Show every line of the data that includes the word "platter".

======== RECORDS SHOWN

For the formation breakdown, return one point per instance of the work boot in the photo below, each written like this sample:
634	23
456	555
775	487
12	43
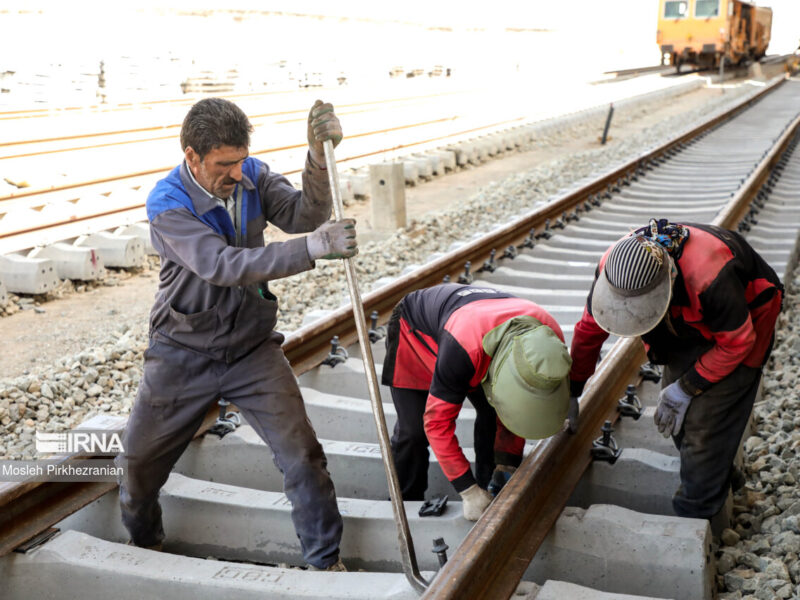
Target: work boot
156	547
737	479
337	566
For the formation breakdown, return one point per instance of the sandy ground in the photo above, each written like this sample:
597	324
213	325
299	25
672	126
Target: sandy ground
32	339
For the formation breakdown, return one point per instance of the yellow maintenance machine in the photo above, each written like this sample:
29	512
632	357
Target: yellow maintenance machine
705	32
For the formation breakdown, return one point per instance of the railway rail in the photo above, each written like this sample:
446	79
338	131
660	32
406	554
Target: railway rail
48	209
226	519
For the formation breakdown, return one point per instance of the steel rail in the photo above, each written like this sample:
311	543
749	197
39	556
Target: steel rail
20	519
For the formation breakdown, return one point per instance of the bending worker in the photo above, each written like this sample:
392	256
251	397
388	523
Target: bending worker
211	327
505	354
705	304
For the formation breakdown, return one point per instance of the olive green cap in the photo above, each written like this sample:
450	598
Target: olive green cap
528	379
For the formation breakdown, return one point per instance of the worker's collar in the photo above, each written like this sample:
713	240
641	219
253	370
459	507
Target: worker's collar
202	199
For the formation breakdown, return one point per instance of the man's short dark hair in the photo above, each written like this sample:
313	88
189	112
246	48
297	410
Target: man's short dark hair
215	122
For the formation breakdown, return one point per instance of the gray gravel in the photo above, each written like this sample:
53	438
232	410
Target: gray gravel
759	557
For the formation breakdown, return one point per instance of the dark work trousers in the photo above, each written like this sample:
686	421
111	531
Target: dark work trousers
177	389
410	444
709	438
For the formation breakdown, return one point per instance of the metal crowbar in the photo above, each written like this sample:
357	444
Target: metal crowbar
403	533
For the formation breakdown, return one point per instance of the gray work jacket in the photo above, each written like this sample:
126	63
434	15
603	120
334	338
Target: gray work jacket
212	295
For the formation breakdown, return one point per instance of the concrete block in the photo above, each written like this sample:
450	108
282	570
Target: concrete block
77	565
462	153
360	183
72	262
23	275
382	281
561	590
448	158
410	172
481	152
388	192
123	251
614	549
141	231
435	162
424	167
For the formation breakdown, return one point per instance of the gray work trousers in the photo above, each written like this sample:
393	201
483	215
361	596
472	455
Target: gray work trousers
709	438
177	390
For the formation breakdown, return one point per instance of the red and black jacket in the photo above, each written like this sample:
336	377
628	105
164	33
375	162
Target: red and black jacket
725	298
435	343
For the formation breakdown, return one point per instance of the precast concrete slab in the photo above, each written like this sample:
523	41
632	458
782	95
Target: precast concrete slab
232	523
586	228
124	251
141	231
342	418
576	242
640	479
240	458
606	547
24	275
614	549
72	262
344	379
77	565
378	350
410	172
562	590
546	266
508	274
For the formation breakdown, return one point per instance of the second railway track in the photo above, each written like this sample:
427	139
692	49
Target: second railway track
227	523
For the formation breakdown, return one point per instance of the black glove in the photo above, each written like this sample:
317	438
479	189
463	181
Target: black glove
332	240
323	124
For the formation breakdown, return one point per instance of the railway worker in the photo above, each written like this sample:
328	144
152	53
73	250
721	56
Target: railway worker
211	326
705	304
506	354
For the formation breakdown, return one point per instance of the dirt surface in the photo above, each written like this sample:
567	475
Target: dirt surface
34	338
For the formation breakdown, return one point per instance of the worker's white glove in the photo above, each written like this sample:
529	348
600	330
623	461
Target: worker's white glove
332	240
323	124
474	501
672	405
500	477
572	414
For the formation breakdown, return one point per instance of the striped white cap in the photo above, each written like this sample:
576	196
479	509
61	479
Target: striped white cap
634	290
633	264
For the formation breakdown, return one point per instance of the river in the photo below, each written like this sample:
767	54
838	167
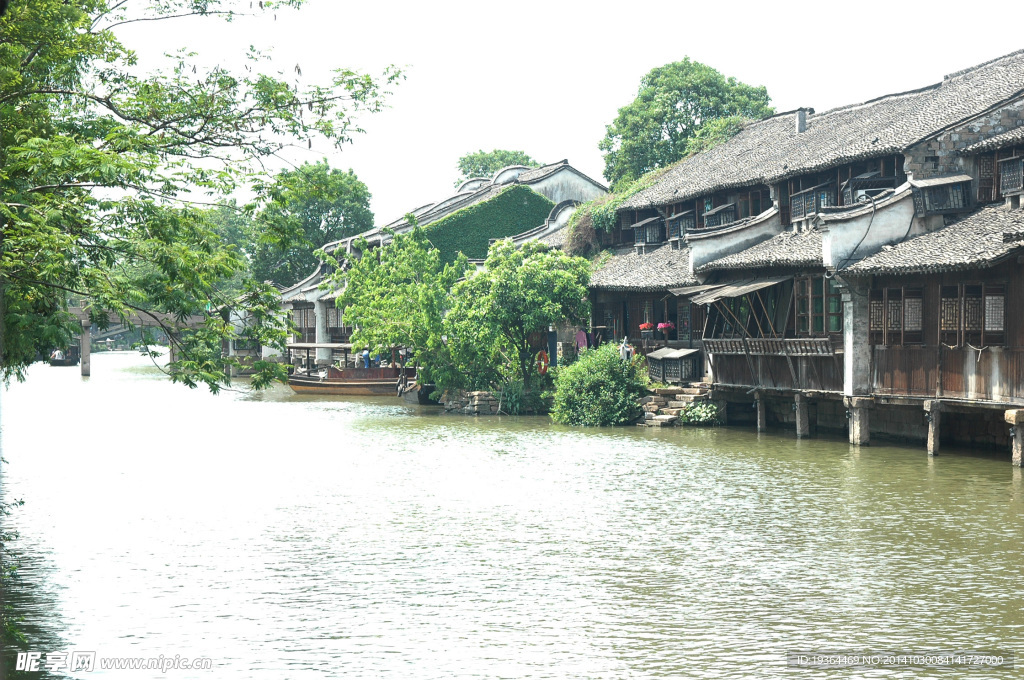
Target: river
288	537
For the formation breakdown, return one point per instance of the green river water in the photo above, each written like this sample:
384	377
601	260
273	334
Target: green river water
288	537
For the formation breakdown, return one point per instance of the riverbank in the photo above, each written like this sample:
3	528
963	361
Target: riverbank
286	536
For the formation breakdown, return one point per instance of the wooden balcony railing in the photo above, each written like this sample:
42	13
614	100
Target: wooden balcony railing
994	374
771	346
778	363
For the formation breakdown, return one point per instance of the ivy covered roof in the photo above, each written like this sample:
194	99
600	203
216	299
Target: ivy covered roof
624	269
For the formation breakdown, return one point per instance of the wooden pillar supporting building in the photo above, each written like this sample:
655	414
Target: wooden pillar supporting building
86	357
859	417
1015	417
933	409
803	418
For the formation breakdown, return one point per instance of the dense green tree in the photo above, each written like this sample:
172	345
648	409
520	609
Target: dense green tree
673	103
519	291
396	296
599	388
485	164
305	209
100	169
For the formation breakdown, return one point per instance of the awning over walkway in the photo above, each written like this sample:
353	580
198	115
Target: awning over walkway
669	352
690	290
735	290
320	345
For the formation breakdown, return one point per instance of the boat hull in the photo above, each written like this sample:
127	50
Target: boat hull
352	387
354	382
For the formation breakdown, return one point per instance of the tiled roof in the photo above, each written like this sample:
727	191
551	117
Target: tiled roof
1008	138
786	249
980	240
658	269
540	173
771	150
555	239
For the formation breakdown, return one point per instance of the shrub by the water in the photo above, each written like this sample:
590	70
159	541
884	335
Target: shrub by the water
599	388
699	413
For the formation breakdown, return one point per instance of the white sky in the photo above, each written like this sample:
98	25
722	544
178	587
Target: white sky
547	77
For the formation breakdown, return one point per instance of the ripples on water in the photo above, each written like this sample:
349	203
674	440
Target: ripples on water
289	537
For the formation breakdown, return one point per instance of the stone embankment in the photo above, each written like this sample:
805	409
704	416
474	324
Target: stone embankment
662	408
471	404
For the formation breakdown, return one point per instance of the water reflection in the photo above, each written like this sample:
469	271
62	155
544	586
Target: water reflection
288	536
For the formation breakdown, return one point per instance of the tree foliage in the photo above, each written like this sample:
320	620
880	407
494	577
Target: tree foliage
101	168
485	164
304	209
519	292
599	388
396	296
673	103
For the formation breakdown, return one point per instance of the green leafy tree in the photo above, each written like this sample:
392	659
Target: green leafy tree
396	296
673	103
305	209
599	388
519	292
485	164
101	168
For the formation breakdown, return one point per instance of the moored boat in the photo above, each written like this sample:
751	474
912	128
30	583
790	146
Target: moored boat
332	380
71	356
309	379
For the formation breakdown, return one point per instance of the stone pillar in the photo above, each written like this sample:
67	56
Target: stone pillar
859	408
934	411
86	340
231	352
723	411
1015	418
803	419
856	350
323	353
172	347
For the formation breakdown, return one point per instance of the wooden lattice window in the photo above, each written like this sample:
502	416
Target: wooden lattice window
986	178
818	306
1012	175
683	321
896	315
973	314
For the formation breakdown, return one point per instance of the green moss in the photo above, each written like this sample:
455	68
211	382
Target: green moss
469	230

================
======== RECORDS SHOWN

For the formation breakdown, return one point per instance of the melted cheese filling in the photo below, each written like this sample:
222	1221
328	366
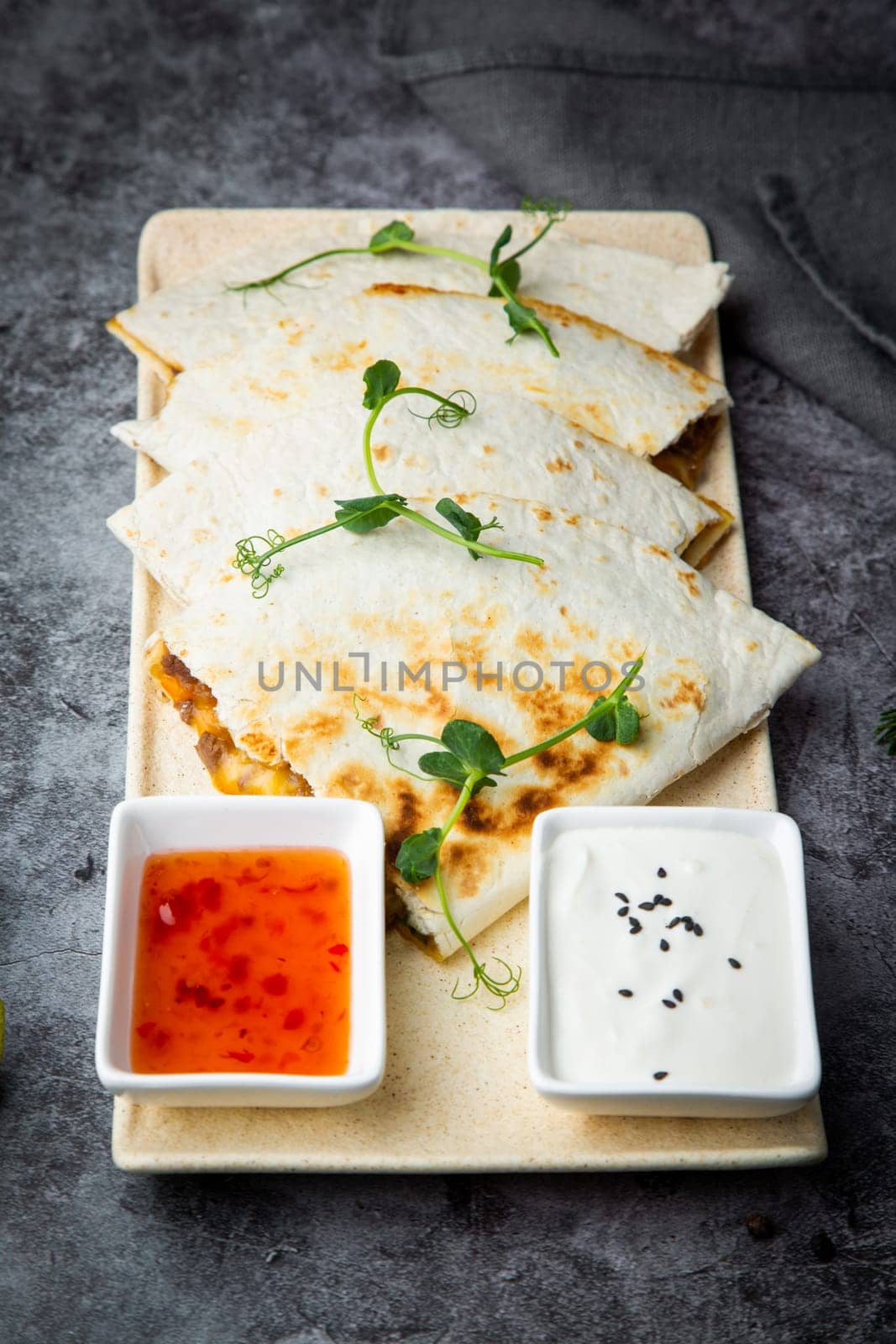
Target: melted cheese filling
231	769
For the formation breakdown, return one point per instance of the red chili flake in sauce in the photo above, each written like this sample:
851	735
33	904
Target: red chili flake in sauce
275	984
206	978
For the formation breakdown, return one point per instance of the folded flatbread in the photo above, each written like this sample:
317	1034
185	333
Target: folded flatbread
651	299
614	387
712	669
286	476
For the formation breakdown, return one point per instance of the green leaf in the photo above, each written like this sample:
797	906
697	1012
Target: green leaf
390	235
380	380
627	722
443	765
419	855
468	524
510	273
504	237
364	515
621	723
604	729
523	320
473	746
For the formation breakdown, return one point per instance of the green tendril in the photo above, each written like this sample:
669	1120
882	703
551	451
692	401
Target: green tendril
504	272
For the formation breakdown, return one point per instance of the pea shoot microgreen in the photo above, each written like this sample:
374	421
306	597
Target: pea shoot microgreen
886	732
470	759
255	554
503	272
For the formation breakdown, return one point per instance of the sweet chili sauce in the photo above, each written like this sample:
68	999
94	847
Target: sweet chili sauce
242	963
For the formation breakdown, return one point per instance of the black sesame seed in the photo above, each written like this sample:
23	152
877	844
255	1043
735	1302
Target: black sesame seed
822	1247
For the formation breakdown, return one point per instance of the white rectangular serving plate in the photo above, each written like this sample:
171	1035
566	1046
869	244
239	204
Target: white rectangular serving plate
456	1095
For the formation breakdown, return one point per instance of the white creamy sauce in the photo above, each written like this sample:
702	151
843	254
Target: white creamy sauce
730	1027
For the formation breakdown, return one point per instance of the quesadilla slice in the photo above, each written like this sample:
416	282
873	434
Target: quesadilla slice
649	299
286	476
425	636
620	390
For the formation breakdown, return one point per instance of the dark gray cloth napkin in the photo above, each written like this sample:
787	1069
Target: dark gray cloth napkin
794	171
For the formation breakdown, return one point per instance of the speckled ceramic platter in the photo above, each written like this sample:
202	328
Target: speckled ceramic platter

================

## [RESULT BELOW]
For the formation breakdown, return one point per instance of the speckled ceramic platter in the photo above, each written like this sample:
Target: speckled ceramic platter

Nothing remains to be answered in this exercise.